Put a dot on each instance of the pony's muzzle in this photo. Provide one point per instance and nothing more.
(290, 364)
● ● ● ● ●
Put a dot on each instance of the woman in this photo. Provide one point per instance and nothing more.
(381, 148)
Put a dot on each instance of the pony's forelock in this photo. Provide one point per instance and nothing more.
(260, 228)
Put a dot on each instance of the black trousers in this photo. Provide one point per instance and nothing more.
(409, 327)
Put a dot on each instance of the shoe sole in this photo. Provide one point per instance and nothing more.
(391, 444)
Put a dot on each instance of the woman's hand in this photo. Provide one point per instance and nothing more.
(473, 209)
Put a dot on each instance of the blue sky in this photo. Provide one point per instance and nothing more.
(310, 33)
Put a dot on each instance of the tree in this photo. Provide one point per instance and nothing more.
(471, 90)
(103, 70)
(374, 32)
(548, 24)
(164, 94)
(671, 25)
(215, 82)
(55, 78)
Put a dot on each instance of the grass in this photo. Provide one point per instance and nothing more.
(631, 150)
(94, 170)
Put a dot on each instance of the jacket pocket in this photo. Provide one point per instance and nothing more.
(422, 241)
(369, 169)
● ● ● ● ●
__WORK REQUIRED__
Pick out every line in the items above that contains the word "pony" and copy each of those lines. Upper and lower case must match.

__TASK RESPONSE__
Put a dot on each instance of the pony's muzzle in this photo. Provide one point per instance and nothing more.
Put a dot on each instance of the pony's forelock in this photo. Provide one point per instance and nothing more.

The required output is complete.